### WHAT IS EXPECTED
Return the rows exactly as they appear, starting at the line that contains "task: outline the reflection in glass" and ending at the line that contains "276 361 L 309", with both of those lines included.

====== PROVIDED INFORMATION ======

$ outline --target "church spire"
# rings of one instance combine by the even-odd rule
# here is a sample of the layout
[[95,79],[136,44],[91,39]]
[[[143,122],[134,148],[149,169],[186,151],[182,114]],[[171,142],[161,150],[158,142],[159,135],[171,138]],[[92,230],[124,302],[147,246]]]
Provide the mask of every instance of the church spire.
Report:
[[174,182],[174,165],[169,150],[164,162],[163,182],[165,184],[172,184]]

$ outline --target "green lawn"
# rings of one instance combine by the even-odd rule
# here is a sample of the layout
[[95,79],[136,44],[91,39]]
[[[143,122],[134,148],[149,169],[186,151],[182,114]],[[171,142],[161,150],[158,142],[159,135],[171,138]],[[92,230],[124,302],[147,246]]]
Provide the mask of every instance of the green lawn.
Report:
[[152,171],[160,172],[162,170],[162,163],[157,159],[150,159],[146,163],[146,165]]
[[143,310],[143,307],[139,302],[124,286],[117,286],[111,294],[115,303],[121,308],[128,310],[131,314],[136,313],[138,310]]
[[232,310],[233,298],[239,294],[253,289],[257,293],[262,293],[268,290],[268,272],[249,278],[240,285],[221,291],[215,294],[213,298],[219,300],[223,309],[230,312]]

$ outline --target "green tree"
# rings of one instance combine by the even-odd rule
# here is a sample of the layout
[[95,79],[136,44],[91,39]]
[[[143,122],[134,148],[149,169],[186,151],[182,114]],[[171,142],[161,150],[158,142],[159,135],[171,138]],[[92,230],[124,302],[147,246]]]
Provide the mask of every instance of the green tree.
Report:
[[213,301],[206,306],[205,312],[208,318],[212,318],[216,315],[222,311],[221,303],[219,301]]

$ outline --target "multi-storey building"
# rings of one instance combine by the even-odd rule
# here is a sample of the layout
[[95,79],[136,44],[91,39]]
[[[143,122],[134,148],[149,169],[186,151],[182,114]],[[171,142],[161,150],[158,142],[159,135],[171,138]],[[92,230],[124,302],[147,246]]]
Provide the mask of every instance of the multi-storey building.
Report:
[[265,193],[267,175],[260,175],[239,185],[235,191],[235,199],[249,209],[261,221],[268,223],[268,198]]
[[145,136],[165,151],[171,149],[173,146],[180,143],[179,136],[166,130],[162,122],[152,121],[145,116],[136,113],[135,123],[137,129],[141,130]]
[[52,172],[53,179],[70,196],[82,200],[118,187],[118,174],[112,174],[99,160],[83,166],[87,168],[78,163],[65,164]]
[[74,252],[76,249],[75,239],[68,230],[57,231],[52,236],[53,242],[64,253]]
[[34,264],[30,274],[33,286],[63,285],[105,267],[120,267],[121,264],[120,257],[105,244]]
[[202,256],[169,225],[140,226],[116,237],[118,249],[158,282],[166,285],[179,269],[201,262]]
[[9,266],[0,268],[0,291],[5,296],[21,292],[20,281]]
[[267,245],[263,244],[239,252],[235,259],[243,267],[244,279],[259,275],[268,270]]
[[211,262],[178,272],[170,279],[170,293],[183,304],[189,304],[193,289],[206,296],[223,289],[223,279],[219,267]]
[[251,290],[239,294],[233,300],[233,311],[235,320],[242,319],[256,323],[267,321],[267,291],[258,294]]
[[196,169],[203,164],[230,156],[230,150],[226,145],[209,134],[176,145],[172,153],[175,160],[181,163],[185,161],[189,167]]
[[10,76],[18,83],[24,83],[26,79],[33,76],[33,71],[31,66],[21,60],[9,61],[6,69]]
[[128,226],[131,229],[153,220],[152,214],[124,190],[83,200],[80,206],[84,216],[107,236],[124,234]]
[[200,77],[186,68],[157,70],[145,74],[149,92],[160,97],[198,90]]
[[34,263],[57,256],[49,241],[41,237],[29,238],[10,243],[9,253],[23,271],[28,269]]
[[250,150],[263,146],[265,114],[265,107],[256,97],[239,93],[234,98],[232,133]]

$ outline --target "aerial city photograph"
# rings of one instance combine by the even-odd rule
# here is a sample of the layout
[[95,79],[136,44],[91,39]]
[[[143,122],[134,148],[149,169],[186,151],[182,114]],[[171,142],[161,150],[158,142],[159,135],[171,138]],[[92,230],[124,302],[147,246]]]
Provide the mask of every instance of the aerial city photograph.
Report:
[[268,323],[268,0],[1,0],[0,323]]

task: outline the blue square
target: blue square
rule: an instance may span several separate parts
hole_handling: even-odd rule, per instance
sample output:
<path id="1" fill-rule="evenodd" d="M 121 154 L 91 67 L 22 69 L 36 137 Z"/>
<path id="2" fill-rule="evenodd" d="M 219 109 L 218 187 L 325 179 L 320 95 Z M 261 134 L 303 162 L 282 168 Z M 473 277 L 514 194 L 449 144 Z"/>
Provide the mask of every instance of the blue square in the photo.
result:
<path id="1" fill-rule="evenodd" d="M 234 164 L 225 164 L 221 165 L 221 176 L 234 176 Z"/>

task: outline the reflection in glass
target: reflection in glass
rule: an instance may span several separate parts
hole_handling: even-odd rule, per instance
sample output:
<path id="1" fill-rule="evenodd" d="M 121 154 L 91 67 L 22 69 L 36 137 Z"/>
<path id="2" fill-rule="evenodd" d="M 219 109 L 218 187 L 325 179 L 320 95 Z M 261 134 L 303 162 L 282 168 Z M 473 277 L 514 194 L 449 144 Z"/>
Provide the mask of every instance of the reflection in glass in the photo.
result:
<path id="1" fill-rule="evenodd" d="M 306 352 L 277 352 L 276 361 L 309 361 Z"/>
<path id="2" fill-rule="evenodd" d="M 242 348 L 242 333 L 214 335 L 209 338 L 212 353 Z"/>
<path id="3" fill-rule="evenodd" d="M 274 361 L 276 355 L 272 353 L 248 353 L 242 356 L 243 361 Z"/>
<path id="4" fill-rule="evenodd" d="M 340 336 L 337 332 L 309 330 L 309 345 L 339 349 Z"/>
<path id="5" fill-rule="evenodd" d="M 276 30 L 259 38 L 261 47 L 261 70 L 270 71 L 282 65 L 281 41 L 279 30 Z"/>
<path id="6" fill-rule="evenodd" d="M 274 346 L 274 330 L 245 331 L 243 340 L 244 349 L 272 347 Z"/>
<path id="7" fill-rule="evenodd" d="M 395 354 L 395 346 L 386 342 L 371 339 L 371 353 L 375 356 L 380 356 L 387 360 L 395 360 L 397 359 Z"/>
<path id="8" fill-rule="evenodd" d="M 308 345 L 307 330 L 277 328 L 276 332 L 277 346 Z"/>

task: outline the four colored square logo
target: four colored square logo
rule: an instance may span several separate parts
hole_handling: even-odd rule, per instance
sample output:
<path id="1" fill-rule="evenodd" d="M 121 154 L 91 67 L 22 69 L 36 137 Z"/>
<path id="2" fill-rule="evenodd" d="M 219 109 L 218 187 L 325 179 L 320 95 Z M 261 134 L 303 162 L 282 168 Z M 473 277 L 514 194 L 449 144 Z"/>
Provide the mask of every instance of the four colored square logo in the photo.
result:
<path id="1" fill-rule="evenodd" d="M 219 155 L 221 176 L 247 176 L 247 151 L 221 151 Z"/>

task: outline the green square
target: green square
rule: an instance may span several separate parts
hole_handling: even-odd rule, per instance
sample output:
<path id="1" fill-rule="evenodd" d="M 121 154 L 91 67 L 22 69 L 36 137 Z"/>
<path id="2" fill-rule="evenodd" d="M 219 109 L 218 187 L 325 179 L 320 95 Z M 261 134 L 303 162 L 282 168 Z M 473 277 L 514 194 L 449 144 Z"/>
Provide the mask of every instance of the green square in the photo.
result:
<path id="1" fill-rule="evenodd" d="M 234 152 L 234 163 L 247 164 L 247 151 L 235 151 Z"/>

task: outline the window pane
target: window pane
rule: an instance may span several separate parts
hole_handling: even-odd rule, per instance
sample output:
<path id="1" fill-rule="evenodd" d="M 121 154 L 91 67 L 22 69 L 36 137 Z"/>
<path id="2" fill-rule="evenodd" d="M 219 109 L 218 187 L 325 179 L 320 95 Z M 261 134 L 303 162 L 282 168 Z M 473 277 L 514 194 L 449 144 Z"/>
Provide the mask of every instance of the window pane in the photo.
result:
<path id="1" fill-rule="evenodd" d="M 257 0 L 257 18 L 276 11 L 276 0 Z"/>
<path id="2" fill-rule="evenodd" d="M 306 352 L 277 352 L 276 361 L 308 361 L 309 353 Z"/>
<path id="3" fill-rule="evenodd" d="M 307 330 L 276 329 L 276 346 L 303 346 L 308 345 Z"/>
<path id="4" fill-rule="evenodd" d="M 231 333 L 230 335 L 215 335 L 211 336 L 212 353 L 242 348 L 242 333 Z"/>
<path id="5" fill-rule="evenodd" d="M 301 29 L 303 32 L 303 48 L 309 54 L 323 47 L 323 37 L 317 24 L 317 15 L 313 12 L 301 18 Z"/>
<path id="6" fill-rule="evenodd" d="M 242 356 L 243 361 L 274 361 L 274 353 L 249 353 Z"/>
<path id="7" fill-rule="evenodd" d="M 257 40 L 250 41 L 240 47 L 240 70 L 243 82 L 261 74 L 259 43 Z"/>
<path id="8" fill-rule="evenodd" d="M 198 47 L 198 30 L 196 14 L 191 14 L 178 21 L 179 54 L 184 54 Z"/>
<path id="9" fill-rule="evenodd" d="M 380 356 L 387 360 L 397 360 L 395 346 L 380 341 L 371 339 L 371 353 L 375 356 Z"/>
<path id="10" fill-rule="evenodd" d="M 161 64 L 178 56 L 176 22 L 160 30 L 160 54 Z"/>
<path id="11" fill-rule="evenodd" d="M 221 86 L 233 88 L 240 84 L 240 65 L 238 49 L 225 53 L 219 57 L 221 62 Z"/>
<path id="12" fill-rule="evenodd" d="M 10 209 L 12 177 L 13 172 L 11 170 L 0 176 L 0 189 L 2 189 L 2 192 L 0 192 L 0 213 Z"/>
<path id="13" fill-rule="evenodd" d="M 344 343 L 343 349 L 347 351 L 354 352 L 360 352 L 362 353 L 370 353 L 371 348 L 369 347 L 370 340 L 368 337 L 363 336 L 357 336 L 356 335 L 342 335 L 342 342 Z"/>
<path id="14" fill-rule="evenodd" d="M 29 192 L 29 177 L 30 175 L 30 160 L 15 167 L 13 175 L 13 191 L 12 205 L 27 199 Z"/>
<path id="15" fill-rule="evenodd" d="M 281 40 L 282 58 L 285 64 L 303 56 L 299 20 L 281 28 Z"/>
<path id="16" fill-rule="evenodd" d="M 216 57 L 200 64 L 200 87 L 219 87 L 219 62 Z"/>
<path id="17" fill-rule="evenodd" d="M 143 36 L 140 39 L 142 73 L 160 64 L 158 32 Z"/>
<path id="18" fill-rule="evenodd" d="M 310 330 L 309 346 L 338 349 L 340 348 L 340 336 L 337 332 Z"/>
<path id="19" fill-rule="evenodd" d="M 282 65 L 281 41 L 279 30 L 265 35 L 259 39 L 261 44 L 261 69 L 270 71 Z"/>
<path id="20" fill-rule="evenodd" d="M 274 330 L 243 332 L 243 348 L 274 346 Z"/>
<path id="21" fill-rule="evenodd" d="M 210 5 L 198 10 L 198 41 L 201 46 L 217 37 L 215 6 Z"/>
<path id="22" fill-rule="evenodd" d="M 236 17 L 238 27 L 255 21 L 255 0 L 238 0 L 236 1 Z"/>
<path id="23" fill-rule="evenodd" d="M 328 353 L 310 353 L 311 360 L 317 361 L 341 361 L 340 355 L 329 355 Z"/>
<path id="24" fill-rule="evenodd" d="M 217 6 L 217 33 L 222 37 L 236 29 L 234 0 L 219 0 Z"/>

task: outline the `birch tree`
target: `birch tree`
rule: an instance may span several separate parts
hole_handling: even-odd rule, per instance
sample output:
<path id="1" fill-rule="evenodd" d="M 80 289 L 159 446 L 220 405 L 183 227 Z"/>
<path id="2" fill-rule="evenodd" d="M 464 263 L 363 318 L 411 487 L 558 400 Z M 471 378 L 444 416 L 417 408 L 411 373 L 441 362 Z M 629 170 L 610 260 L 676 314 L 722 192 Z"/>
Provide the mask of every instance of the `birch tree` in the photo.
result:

======

### WRITTEN SOLUTION
task: outline the reflection in glass
target: reflection in glass
rule: an instance may span several separate parts
hole_handling: even-odd rule, per instance
sample output:
<path id="1" fill-rule="evenodd" d="M 121 154 L 91 67 L 22 69 L 36 137 Z"/>
<path id="2" fill-rule="evenodd" d="M 219 109 L 218 187 L 325 179 L 320 95 Z M 261 134 L 303 162 L 282 168 Z M 473 277 L 514 194 L 449 144 Z"/>
Provide the mask of every instance of the reflection in glass in the photo.
result:
<path id="1" fill-rule="evenodd" d="M 306 352 L 277 352 L 276 361 L 309 361 Z"/>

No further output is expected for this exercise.